Requirements:
Your task is to copy the material exactly.

Data supplied:
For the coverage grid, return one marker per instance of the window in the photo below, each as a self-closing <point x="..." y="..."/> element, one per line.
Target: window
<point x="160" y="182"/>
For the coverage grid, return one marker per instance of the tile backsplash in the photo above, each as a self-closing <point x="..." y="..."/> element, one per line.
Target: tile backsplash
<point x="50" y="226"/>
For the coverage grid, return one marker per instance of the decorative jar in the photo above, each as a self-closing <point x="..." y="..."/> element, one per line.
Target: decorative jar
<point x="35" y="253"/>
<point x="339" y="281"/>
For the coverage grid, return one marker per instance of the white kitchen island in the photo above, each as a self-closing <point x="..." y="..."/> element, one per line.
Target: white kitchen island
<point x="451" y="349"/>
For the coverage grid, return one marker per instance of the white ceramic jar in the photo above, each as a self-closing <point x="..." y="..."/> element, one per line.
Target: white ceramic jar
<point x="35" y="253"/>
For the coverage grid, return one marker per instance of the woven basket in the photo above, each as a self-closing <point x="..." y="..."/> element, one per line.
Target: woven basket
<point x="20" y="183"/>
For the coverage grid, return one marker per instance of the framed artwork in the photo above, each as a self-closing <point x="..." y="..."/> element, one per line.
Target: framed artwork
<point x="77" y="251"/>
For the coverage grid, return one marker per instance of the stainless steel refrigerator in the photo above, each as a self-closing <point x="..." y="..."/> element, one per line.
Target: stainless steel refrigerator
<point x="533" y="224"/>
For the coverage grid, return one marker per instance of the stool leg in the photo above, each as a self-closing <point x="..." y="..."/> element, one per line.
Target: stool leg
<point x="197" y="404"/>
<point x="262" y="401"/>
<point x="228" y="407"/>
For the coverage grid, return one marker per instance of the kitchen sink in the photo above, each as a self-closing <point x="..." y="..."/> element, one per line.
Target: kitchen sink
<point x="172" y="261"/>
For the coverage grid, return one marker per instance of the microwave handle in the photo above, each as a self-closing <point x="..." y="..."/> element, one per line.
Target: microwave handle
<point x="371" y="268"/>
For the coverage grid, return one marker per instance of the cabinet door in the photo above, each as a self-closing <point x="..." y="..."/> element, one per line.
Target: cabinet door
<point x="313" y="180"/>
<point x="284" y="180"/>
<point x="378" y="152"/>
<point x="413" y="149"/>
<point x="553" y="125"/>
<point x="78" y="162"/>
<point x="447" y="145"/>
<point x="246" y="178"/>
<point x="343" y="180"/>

Response to the exercise:
For the coverage grid, return one marker per instance of the window in the photo below, each as a self-closing <point x="..." y="..."/> element, one per line.
Target: window
<point x="160" y="182"/>
For the coverage grid, return one marker per instance of the tile backsplash in the photo above, each as a self-closing <point x="..." y="..."/> element, one per line.
Target: tile backsplash
<point x="50" y="226"/>
For the coverage grid, return one marker per instance of the decorative jar in the photo above, each as a self-closing <point x="..." y="..."/> element, one per line.
Target: decorative jar
<point x="35" y="253"/>
<point x="339" y="281"/>
For the coverage grid, return one marker per instance of the white kitchen island in the photo above, each as a self-closing <point x="..." y="..."/> element, one per line.
Target: white kitchen island
<point x="451" y="349"/>
For the coverage grid, return one marker per instance of the white ceramic jar in the photo above, each as a self-closing <point x="..." y="..."/> element, one per line.
Target: white ceramic jar
<point x="35" y="253"/>
For the coverage grid, return one marker per instance of the woven basket in the photo above, each as a self-closing <point x="..." y="..."/> element, one per line.
Target: woven basket
<point x="20" y="183"/>
For the coverage grid, return one marker per instance of the framed artwork in the photo above, each as a self-closing <point x="..." y="..."/> element, one per line.
Target: framed artwork
<point x="77" y="251"/>
For the coverage grid, return one marker per instance of the stainless steel refrigerator in the photo above, each as a self-closing <point x="..." y="..."/> element, one per line.
Target: stainless steel refrigerator
<point x="533" y="224"/>
For the coverage grid, return one marker per instance of the stool leg in the photo above, each as a self-closing <point x="..." y="..."/> element, one per line.
Target: stool leg
<point x="197" y="404"/>
<point x="262" y="401"/>
<point x="228" y="407"/>
For the coverage grid, return one marker per instance of the kitchen sink in the photo above, each as a self-closing <point x="..." y="..."/> element, one per line.
Target: kitchen sink
<point x="172" y="261"/>
For the coverage grid, return one marker per instance of the microwave handle in the photo above, each as a self-closing <point x="..." y="..."/> element, one per line.
Target: microwave handle
<point x="371" y="268"/>
For the coverage grid, return one marker per instance of the cabinet door in the photo above, each as a self-closing <point x="..." y="..."/> element, one per line.
Target: cabinet door
<point x="313" y="180"/>
<point x="284" y="180"/>
<point x="378" y="152"/>
<point x="413" y="149"/>
<point x="553" y="125"/>
<point x="78" y="162"/>
<point x="447" y="145"/>
<point x="246" y="178"/>
<point x="343" y="180"/>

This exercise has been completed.